### Study text
BEGIN

Kafaru Alabi

Personal information
- Place of birth: Nigeria
- Date of death: 9 January 2008
- Place of death: Ilorin, Nigeria
- Position: Midfielder

Senior career*
- Years: Team / Apps / (Gls)
- Shooting Stars S.C.

Managerial career
- 2005–2006: Shooting Stars S.C.
- Kwara United F.C.

= Kafaru Alabi =

Nigerian footballer and coach

Kafaru Alabi (died 9 January 2008) was a Nigerian association football player and coach. In the 1980s, he played as a midfielder for Nigerian club, Shooting Stars S.C., and later managed several Nigerian clubs including Shooting Stars and Kwara United.

== Coaching career ==
After retiring from playing, Alabi moved into coaching and held managerial roles in Nigerian club football. He served as head coach of Shooting Stars S.C. in 2005 and 2006, taking over the role following the dismissal of German coach Siegfried Bahner in June 2006.

Alabi also coached Kwara United F.C. during the mid-2000s. He also coached the El-Kanemi Warriors F.C., a club he assured his followers on 17 April 2007 that he will not leave following its financial issues.

== Later career ==
Like many Nigerian coaches of his time, Alabi worked during a period marked by administrative and competitive challenges in local football, including scrutiny of coaching performances in continental tournaments. After coaching SSC, he joined Kwara United F.C.

== Death ==
Alabi died on 9 January 2008 in Ilorin, Kwara State. He had been receiving treatment at the University of Ilorin Teaching Hospital before his death, reportedly due to complications related to a heart condition.

END

Referring expression data:
BEGIN

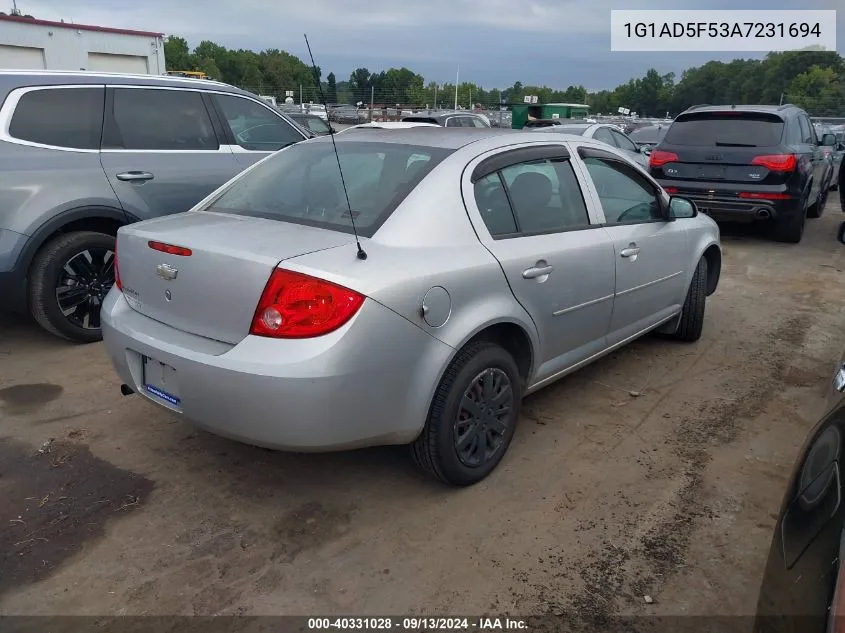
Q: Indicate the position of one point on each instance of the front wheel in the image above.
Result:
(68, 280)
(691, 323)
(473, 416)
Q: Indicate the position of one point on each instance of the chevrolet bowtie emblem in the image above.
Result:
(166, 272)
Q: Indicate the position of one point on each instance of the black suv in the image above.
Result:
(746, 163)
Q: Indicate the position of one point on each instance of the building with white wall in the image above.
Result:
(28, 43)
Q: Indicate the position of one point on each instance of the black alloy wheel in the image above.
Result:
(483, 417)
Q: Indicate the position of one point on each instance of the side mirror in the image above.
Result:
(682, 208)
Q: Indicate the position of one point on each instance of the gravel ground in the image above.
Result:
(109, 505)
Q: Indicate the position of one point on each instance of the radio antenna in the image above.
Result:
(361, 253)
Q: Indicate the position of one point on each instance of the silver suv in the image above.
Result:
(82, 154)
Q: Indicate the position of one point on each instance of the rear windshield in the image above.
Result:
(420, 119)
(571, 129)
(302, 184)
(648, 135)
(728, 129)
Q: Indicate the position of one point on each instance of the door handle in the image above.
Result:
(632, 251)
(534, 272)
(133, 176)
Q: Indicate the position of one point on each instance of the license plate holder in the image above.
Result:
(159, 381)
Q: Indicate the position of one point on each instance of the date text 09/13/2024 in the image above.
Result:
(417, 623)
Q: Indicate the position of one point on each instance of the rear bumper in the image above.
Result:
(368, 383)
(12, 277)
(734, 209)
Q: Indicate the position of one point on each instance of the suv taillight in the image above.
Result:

END
BEGIN

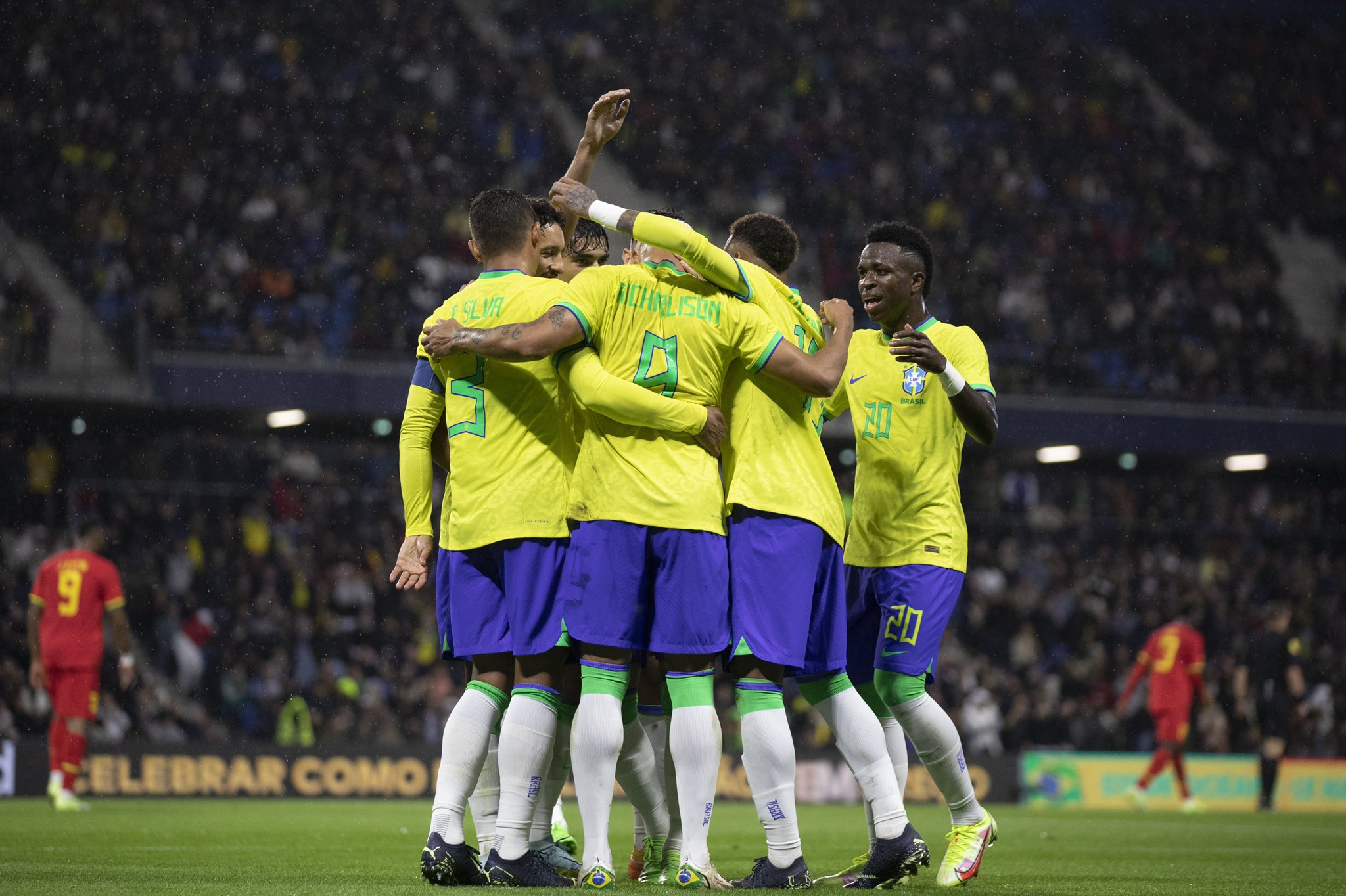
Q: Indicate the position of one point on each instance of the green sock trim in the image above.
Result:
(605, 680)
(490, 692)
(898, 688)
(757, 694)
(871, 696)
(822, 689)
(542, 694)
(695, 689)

END

Update the Kafaru Alabi article, starting with "Nigerian footballer and" and going on through "and Kwara United.", and replace "midfielder" with "defender".

### Output
Nigerian footballer and coach

Kafaru Alabi (died 9 January 2008) was a Nigerian association football player and coach. In the 1980s, he played as a defender for Nigerian club, Shooting Stars S.C., and later managed several Nigerian clubs including Shooting Stars and Kwara United.